— DO THIS —
Every line below should be copied exactly; drop the pictures.
___ PROVIDED MATERIAL ___
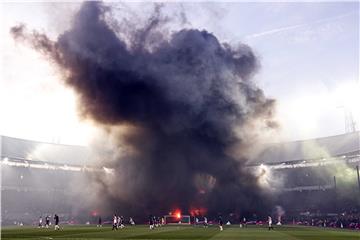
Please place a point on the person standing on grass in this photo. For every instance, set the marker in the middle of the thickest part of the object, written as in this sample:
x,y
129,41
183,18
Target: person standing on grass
x,y
114,222
151,222
270,223
100,222
47,221
56,218
205,222
40,222
220,223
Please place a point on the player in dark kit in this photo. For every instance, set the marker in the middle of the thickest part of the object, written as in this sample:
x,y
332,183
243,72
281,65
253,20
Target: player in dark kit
x,y
47,221
151,222
99,222
220,223
56,218
114,222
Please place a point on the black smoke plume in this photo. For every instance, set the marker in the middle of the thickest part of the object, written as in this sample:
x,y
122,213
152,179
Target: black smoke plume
x,y
184,102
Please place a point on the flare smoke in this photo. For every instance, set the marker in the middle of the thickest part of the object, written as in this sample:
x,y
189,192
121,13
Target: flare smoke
x,y
184,103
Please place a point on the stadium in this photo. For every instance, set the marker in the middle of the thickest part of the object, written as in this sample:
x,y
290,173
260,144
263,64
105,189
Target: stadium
x,y
38,178
186,120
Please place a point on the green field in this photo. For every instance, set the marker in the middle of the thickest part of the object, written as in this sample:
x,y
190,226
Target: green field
x,y
175,232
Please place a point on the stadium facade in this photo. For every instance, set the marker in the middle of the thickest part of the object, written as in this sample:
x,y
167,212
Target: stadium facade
x,y
39,179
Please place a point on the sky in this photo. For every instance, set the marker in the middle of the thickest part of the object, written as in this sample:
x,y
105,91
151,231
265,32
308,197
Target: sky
x,y
309,54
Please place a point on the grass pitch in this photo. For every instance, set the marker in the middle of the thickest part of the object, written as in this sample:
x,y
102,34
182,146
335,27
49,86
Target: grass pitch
x,y
180,232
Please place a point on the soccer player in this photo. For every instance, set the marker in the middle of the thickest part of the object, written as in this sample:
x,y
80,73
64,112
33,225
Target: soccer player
x,y
122,221
205,222
40,222
56,217
220,223
270,223
151,222
47,221
114,222
131,221
99,222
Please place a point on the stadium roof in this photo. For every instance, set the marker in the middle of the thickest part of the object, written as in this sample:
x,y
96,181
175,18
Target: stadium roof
x,y
319,148
21,149
333,146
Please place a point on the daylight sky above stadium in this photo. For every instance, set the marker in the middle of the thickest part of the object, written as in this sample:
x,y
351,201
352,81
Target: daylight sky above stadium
x,y
309,55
___
— THE REPLY —
Please place a point on the person standing on grass in this photo. For every instance, set the marker in the middle of the thickest part of the object, written as in this sample:
x,y
129,41
183,18
Target: person standing on grass
x,y
114,222
151,222
270,223
100,222
47,221
56,218
205,222
40,222
220,223
Please place a point on the player in dark kit in this photo. For every instance, set the marker in the middle of the thickest part of the object, written as in this sample:
x,y
332,183
243,72
281,65
253,20
Target: player in dark kit
x,y
47,221
151,222
99,222
220,223
56,218
114,222
Please place a point on the black smoke plume in this photo. For every instance, set the marker in the middle of the thickest part of the object, written as in this sample:
x,y
122,213
152,179
Target: black smoke plume
x,y
184,102
Please place a point on the flare smoke in this photo. For every instance, set the marker in the middle of the thickest part of the object, written as in this sample:
x,y
189,192
121,13
Target: flare smoke
x,y
184,103
Please place a point on the stadium in this photo. For every instance, set the marker in the middle of the thickest part of the object, written as in this sample:
x,y
290,173
260,144
263,64
105,189
Target: stadium
x,y
38,178
186,120
Please place a point on the green field in this photo. For every instance, set the marker in the middle of the thickest part of the object, written as in this sample:
x,y
190,226
Target: green field
x,y
175,232
Please place a point on the stadium facade in this photo. For every instance, set the marker in the middle of the thickest part of the object, written as in this sample:
x,y
167,212
Target: stadium facade
x,y
39,179
Please place a point on the sky in this photo. For every instance, set the marker in the middle of the thickest part of the object, written as in this sample:
x,y
105,91
151,231
265,32
308,197
Target: sky
x,y
309,54
Please place a point on the grass pitch in this photo. For every instance, set the marker in the middle of the thickest part of the object, written as in this sample:
x,y
102,34
182,146
335,27
49,86
Target: grass pitch
x,y
180,232
Please place a point on the soccer player in this photo. For every instance, set the marker in the middle of the thickest part of the object, written as in this sample:
x,y
80,73
64,112
33,225
Target: soccer player
x,y
122,221
205,222
40,222
56,217
220,223
270,223
151,222
47,221
114,222
131,221
99,222
Please place a point on the stadium roof in this photo. For every instance, set the marker in the middle of the thickest part of the object, written as in this sample:
x,y
96,181
175,18
Target: stadium roof
x,y
319,148
21,149
333,146
Please place a point on the daylight sky above stadium in this photo. For every instance, set the marker in the middle of the thickest part of the object, written as in this sample:
x,y
351,201
352,81
Target: daylight sky above stadium
x,y
309,55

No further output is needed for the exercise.